* Begin Raw data *

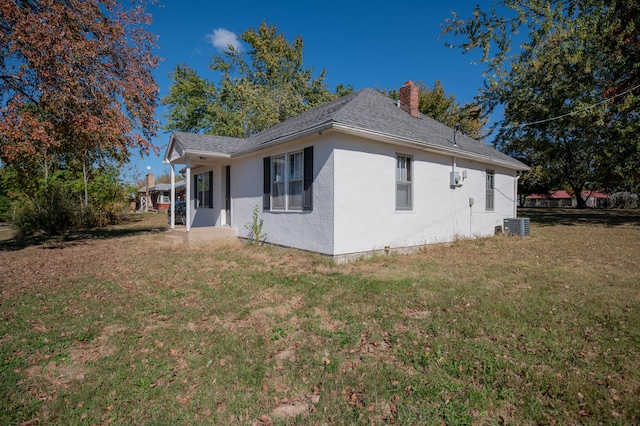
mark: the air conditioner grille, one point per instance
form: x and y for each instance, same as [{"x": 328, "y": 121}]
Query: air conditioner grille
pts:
[{"x": 517, "y": 226}]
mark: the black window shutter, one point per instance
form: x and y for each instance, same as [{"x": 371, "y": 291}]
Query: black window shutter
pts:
[
  {"x": 211, "y": 189},
  {"x": 307, "y": 195},
  {"x": 266, "y": 185},
  {"x": 195, "y": 189}
]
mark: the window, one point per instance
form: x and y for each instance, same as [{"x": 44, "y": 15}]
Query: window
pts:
[
  {"x": 294, "y": 192},
  {"x": 490, "y": 190},
  {"x": 288, "y": 180},
  {"x": 278, "y": 192},
  {"x": 403, "y": 183},
  {"x": 203, "y": 190}
]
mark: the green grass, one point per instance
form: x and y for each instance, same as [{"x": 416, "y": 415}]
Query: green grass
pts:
[{"x": 121, "y": 327}]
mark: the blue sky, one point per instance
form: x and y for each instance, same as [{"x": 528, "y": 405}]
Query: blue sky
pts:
[{"x": 377, "y": 44}]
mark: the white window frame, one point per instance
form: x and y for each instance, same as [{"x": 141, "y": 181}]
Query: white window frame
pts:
[
  {"x": 404, "y": 180},
  {"x": 284, "y": 178},
  {"x": 490, "y": 186},
  {"x": 202, "y": 191}
]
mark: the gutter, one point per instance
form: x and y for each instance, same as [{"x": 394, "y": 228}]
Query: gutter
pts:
[
  {"x": 428, "y": 147},
  {"x": 288, "y": 138}
]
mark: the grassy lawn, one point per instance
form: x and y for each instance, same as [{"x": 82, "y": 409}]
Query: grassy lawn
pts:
[{"x": 117, "y": 326}]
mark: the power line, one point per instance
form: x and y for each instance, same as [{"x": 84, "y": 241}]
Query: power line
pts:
[{"x": 572, "y": 112}]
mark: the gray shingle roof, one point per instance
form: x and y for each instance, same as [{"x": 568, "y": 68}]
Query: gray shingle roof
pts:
[{"x": 365, "y": 110}]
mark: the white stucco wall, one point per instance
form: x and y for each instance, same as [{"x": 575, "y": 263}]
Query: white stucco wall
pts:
[
  {"x": 366, "y": 218},
  {"x": 308, "y": 230},
  {"x": 354, "y": 192}
]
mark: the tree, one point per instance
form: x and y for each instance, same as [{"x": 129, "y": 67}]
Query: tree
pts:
[
  {"x": 75, "y": 81},
  {"x": 570, "y": 93},
  {"x": 256, "y": 90},
  {"x": 435, "y": 103}
]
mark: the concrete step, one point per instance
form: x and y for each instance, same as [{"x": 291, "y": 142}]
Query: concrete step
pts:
[{"x": 200, "y": 234}]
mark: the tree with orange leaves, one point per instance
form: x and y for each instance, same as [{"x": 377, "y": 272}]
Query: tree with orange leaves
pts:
[{"x": 76, "y": 82}]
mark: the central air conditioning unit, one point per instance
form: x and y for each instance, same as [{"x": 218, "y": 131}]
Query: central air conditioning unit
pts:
[{"x": 517, "y": 226}]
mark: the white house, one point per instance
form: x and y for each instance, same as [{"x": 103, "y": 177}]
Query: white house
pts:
[{"x": 361, "y": 174}]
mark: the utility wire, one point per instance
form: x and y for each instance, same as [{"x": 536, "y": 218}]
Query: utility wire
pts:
[{"x": 572, "y": 112}]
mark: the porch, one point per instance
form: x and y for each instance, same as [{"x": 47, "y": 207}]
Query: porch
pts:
[{"x": 179, "y": 234}]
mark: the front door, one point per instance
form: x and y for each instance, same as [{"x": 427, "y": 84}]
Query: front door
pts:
[{"x": 227, "y": 195}]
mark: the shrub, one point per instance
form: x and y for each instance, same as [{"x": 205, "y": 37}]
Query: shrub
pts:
[
  {"x": 623, "y": 200},
  {"x": 50, "y": 212}
]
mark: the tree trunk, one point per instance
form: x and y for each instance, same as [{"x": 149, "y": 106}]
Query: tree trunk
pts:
[{"x": 86, "y": 183}]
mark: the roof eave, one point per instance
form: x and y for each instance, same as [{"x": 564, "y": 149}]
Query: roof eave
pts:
[
  {"x": 284, "y": 139},
  {"x": 425, "y": 146}
]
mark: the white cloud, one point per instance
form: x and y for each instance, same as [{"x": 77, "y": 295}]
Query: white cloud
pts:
[{"x": 221, "y": 39}]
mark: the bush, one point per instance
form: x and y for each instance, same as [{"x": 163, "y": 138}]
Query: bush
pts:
[
  {"x": 50, "y": 212},
  {"x": 623, "y": 200}
]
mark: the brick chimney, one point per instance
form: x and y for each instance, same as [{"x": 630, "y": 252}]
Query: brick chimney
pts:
[{"x": 409, "y": 98}]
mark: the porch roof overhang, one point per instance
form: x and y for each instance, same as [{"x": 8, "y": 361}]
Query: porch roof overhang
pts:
[{"x": 178, "y": 154}]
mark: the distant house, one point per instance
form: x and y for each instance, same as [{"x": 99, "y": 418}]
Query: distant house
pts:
[
  {"x": 562, "y": 198},
  {"x": 361, "y": 174},
  {"x": 157, "y": 196}
]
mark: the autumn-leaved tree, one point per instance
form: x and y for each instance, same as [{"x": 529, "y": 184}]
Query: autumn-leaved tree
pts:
[
  {"x": 257, "y": 88},
  {"x": 76, "y": 81},
  {"x": 570, "y": 90}
]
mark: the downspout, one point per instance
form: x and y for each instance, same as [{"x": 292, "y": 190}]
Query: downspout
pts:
[
  {"x": 172, "y": 206},
  {"x": 188, "y": 195},
  {"x": 515, "y": 195}
]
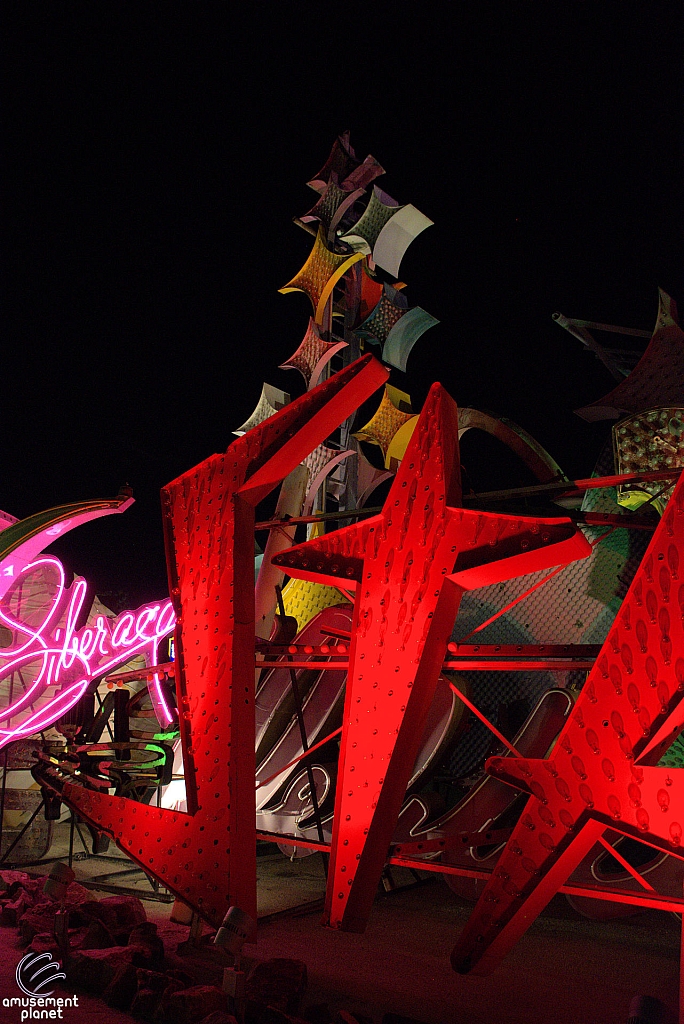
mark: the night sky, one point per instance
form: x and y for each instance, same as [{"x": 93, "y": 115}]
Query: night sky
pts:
[{"x": 155, "y": 155}]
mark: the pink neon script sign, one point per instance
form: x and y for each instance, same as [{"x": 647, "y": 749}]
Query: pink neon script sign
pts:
[{"x": 68, "y": 659}]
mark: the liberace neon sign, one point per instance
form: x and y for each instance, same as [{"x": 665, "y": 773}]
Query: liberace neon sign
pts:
[{"x": 69, "y": 658}]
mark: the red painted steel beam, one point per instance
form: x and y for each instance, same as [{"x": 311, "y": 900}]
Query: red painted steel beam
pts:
[
  {"x": 501, "y": 665},
  {"x": 603, "y": 769},
  {"x": 207, "y": 857},
  {"x": 410, "y": 566}
]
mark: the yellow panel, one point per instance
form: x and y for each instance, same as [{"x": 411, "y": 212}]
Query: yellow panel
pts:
[
  {"x": 303, "y": 599},
  {"x": 387, "y": 419},
  {"x": 399, "y": 442},
  {"x": 319, "y": 274}
]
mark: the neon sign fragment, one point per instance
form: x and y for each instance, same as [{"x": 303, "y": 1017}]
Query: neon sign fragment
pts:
[{"x": 68, "y": 658}]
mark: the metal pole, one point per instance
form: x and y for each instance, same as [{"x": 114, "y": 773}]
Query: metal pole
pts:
[{"x": 302, "y": 731}]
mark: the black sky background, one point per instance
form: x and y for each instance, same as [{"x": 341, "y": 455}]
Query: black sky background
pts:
[{"x": 155, "y": 155}]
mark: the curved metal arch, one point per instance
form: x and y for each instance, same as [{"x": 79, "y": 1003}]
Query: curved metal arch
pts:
[{"x": 515, "y": 437}]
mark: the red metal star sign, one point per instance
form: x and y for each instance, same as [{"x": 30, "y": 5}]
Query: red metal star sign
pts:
[
  {"x": 208, "y": 856},
  {"x": 602, "y": 770},
  {"x": 410, "y": 566}
]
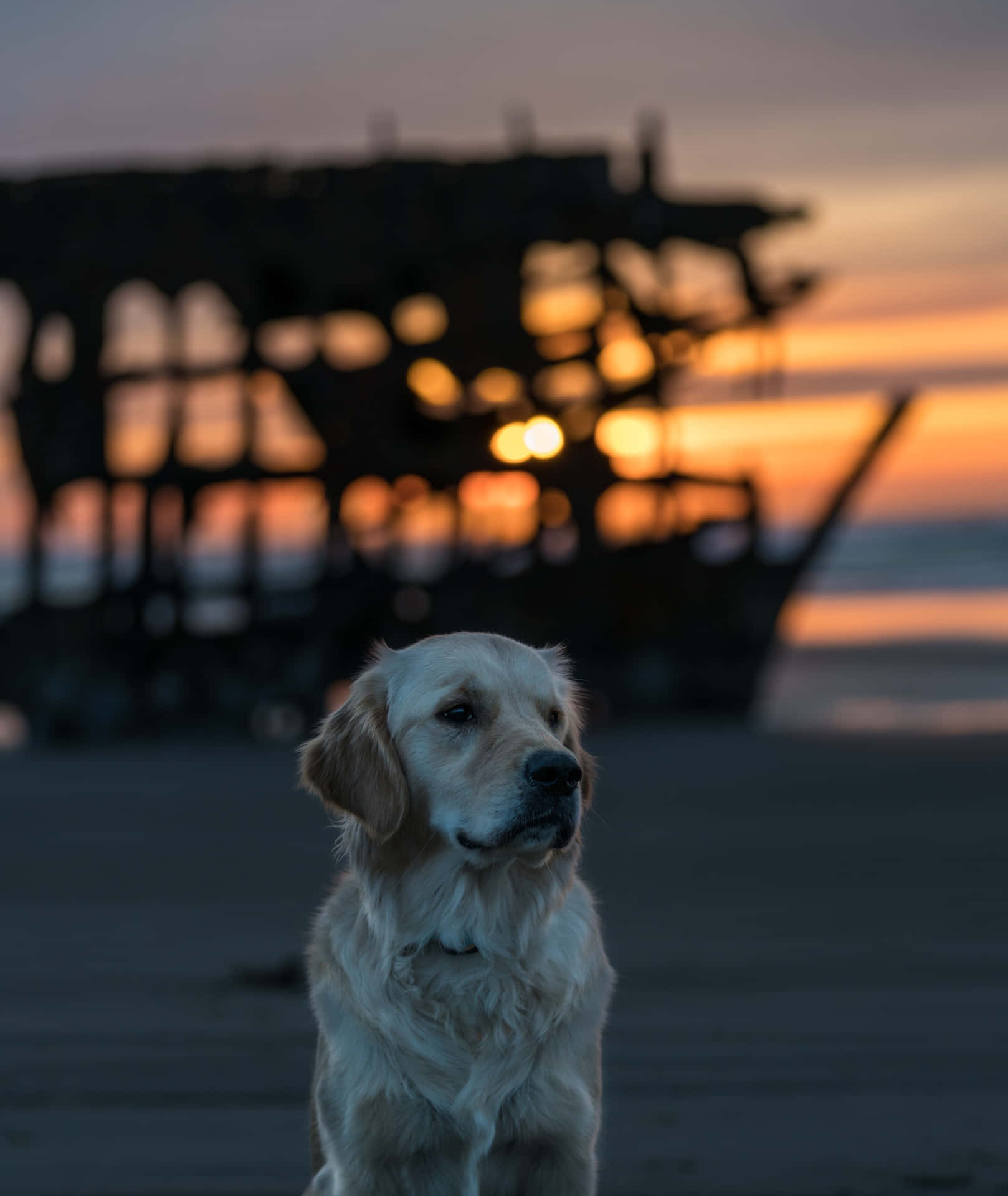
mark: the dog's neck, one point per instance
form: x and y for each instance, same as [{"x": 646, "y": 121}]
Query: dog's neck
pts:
[{"x": 416, "y": 893}]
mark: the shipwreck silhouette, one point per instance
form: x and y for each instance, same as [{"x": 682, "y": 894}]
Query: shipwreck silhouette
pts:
[{"x": 389, "y": 321}]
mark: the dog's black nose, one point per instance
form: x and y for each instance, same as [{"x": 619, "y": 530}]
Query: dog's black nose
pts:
[{"x": 555, "y": 773}]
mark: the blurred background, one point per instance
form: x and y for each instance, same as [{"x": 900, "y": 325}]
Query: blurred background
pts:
[{"x": 677, "y": 333}]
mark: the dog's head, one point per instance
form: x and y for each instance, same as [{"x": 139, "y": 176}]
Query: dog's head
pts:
[{"x": 476, "y": 737}]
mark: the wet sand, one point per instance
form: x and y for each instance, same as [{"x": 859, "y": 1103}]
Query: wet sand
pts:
[{"x": 811, "y": 937}]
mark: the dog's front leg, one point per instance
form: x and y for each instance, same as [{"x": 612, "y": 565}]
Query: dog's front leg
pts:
[{"x": 549, "y": 1167}]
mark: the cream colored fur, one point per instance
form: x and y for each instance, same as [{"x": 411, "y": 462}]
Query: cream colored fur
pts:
[{"x": 443, "y": 1075}]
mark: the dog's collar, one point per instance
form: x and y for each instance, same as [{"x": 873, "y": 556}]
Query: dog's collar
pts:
[{"x": 411, "y": 949}]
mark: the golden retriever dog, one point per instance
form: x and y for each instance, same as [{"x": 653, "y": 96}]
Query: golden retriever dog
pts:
[{"x": 457, "y": 972}]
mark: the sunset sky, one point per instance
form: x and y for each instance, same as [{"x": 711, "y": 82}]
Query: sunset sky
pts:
[{"x": 888, "y": 118}]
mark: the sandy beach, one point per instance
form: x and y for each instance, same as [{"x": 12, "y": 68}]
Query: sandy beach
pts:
[{"x": 811, "y": 937}]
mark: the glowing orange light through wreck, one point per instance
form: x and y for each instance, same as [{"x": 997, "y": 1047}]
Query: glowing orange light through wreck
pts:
[
  {"x": 420, "y": 320},
  {"x": 353, "y": 340},
  {"x": 630, "y": 432},
  {"x": 543, "y": 437},
  {"x": 567, "y": 308},
  {"x": 433, "y": 383},
  {"x": 366, "y": 504},
  {"x": 508, "y": 444},
  {"x": 625, "y": 363}
]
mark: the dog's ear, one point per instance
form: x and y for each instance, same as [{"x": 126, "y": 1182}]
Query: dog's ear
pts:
[
  {"x": 574, "y": 703},
  {"x": 352, "y": 763}
]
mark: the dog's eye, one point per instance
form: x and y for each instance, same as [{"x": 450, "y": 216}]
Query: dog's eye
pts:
[{"x": 460, "y": 713}]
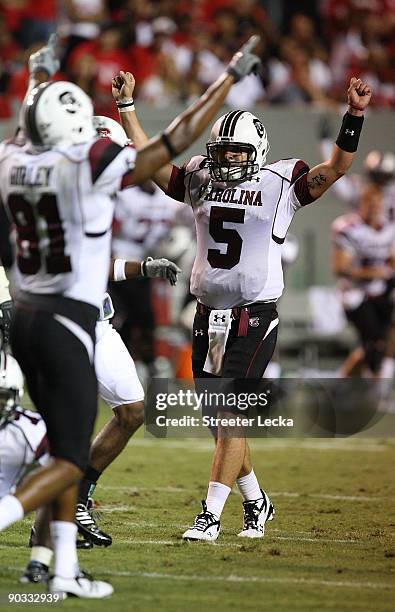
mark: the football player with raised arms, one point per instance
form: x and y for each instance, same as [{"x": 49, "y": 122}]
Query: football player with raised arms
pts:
[
  {"x": 243, "y": 208},
  {"x": 119, "y": 385},
  {"x": 58, "y": 190}
]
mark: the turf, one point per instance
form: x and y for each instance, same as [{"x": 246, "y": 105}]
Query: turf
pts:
[{"x": 329, "y": 547}]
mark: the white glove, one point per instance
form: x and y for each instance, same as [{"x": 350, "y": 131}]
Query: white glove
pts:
[
  {"x": 45, "y": 58},
  {"x": 160, "y": 268}
]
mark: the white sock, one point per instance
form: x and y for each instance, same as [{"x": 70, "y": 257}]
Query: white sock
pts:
[
  {"x": 64, "y": 535},
  {"x": 217, "y": 495},
  {"x": 41, "y": 554},
  {"x": 11, "y": 511},
  {"x": 249, "y": 487}
]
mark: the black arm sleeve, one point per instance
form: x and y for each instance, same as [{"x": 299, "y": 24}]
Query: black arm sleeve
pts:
[{"x": 6, "y": 256}]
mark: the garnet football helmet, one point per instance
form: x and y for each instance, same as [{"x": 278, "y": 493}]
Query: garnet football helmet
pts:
[{"x": 240, "y": 132}]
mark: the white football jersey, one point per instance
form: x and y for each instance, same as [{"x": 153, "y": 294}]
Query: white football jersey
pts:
[
  {"x": 240, "y": 229},
  {"x": 22, "y": 442},
  {"x": 142, "y": 220},
  {"x": 368, "y": 247},
  {"x": 61, "y": 202}
]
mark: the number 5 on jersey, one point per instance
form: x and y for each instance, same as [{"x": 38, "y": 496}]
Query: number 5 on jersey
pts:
[{"x": 230, "y": 237}]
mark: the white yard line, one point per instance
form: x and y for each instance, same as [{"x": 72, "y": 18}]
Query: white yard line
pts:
[
  {"x": 240, "y": 579},
  {"x": 267, "y": 444},
  {"x": 253, "y": 579},
  {"x": 134, "y": 542},
  {"x": 361, "y": 498}
]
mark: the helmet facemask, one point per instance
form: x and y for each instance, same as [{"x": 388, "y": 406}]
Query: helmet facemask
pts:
[
  {"x": 226, "y": 171},
  {"x": 238, "y": 132},
  {"x": 8, "y": 405}
]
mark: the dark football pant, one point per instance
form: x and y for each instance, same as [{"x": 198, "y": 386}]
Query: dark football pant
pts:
[
  {"x": 246, "y": 357},
  {"x": 53, "y": 339},
  {"x": 372, "y": 319}
]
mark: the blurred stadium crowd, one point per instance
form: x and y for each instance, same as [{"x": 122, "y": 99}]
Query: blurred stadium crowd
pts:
[{"x": 177, "y": 47}]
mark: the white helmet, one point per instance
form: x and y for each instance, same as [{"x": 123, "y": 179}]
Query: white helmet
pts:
[
  {"x": 11, "y": 387},
  {"x": 108, "y": 128},
  {"x": 59, "y": 112},
  {"x": 243, "y": 132}
]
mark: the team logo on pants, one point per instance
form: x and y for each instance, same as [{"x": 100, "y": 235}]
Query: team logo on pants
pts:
[{"x": 253, "y": 322}]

* End Raw data *

## Stated goal
Pull out the data verbatim, beginning at the line that contains "mark: the number" and continuing through the end of the data, with both ends included.

## Correct output
mark: the number 5 on jersey, one point per instance
form: x and y for each instance, same as [{"x": 38, "y": 496}]
Query: number 5 on jersey
pts:
[{"x": 230, "y": 237}]
mark: the white yard line, one point per instance
form: x and y for each instance, same as [{"x": 72, "y": 18}]
Query: white yard line
pts:
[
  {"x": 240, "y": 579},
  {"x": 267, "y": 444},
  {"x": 253, "y": 579},
  {"x": 134, "y": 542},
  {"x": 361, "y": 498}
]
mark: the helmet facemask, one point per instance
form: x and y for each instance, same as [{"x": 388, "y": 406}]
Query: helmet facemask
pts:
[
  {"x": 226, "y": 171},
  {"x": 238, "y": 132},
  {"x": 8, "y": 405}
]
mark: the dark football pant, one point per instance
form: x and y for each instance, same as [{"x": 198, "y": 386}]
Query: dark football pant
pts:
[
  {"x": 246, "y": 357},
  {"x": 53, "y": 339},
  {"x": 372, "y": 319}
]
mark: the blurred stadium crowd, one point per instance
form: x and y for each instance, same as [{"x": 122, "y": 99}]
Query: blurred stadium crowd
pts:
[{"x": 177, "y": 47}]
mark: the white helmet, one point per instance
form: x and y for each instance, same as [{"x": 123, "y": 179}]
Query: white helmet
pts:
[
  {"x": 11, "y": 387},
  {"x": 108, "y": 128},
  {"x": 59, "y": 112},
  {"x": 243, "y": 132}
]
mark: the team logo on pants, one point per instance
form: x and y for each instance, same as [{"x": 100, "y": 235}]
Query: team logo on pants
pts:
[{"x": 253, "y": 322}]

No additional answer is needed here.